WRITTEN TASK A
Answer these questions using the article on the Christian right and Trump below.
(i) At which organization is Frederick Clarkson a senior fellow?
(ii) Which organization does Ralph Reed chair?
(iii) About how many people likely make up the fascist core of the alt-right movement?
WRITTEN TASK B
Collect every line of the listing that contains the word "black".

GIVEN TEXT
Without The Christian Right, There Would Be No President Trump

Without The Christian Right, There Would Be No President Trump

Reprinted with permission from AlterNet.

The so-called “alt-right” may have grabbed most of the attention since Donald Trump’s victory, but it’s the Christian right that got him over the line. And experts say they are much more likely to influence how he governs.

Frederick Clarkson, a senior fellow at Political Research Associates, has studied the Christian right for decades. He says that when it comes to their relationship with the morally erratic Trump, it’s all about the art of the deal.

“The Christian right has matured as a political movement. They recognize that you can’t always get political leaders who conform with your beliefs as consistently and wholly as you’d like.”

“Even though he doesn’t appear to be their guy, they can make deals with him that would make him into their guy in a way that no one else has ever been.”

Ralph Reed, chairman of the evangelical Faith and Freedom Coalition, appeared to confirm Clarkson’s analysis when he spoke to Fox News. “They were never under any illusions that Donald Trump was one of them,” he said of his evangelical flock. “And by the way, they never asked him to be. All they asked was that he shared their issues agenda and that he would fight for it. He persuaded them on both of those points.”

A lot of post-election coverage (some of it unnecessarily fawning) has considered the newer, shinier, openly white supremacist alt-right movement. And people are right to be concerned about the influence of its White House sympathizers like Steve Bannon. But the fascist core of the movement likely numbers around 10,000 or less. Trump, ever the opportunist, has already cut loose some of the more outre leaders, like Richard Spencer. Also, the wide variety of right-wing actors who lay claim to the alt-right tag are already riven by infighting.

GIVEN RECORDS
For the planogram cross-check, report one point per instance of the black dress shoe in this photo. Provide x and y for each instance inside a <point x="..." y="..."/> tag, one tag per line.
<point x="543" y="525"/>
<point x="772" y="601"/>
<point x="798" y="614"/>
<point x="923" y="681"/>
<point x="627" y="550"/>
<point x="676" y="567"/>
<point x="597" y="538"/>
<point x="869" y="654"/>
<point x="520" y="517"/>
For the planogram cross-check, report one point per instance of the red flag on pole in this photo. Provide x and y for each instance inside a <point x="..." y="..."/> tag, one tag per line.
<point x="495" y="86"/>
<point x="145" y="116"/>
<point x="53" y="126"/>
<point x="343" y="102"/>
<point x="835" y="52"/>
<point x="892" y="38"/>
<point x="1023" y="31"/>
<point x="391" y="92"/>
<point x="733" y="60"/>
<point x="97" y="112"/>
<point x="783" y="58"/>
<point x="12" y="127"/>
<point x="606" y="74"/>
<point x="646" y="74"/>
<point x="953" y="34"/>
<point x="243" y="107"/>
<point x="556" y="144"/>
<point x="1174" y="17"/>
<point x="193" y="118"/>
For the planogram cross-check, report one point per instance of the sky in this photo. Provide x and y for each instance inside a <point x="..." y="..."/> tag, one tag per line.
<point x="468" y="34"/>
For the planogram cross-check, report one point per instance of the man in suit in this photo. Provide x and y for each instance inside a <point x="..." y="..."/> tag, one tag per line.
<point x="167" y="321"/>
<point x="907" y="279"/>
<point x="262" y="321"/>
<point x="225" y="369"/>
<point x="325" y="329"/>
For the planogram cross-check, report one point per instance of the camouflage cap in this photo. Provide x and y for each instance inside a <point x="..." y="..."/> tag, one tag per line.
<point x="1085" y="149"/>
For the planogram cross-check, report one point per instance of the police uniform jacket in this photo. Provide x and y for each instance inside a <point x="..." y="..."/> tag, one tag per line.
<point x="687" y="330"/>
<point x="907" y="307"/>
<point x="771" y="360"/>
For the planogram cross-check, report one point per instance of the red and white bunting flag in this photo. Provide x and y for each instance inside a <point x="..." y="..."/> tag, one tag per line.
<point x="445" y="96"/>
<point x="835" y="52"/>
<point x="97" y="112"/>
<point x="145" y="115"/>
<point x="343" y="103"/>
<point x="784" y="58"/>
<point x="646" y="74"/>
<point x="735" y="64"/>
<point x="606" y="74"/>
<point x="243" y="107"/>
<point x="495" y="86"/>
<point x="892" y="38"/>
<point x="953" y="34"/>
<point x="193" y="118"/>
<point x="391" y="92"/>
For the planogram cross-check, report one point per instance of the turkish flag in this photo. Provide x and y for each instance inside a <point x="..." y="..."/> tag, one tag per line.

FULL RESPONSE A
(i) Political Research Associates.
(ii) The evangelical Faith and Freedom Coalition.
(iii) Around 10,000 or less.

FULL RESPONSE B
For the planogram cross-check, report one point per instance of the black dress shoe in this photo. Provide x and y for each instance inside a <point x="..." y="..."/> tag, one tag per line.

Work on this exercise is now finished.